- _SOURCE RECORDS_:

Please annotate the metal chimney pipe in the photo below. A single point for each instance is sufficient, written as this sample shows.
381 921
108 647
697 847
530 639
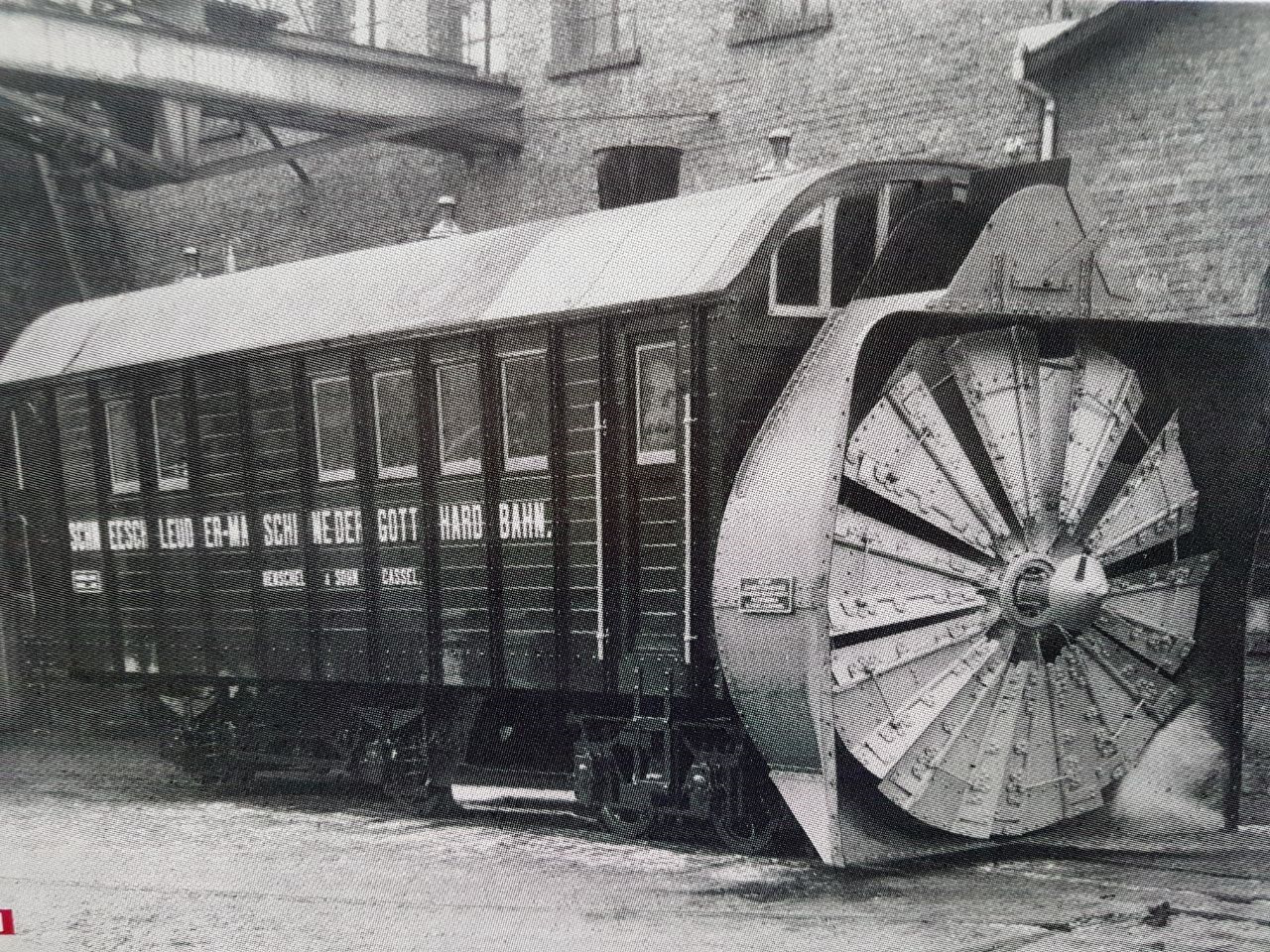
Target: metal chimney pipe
780 163
191 259
445 223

- _EXERCISE PROMPT_:
Reproduce every line of the items above, requests included, and shift each answer point by adding 90 to both of its coordinates while leaving the sample numbers in the requests unchanged. Leave the pictures out.

- _COMPLETED EXERCISE_:
Please annotate the metal chimney pipe in the photo below. A single point for each instance is sufficient, written as this sample shows.
381 921
108 647
697 847
530 639
Target: metal chimney pipe
870 253
281 349
535 313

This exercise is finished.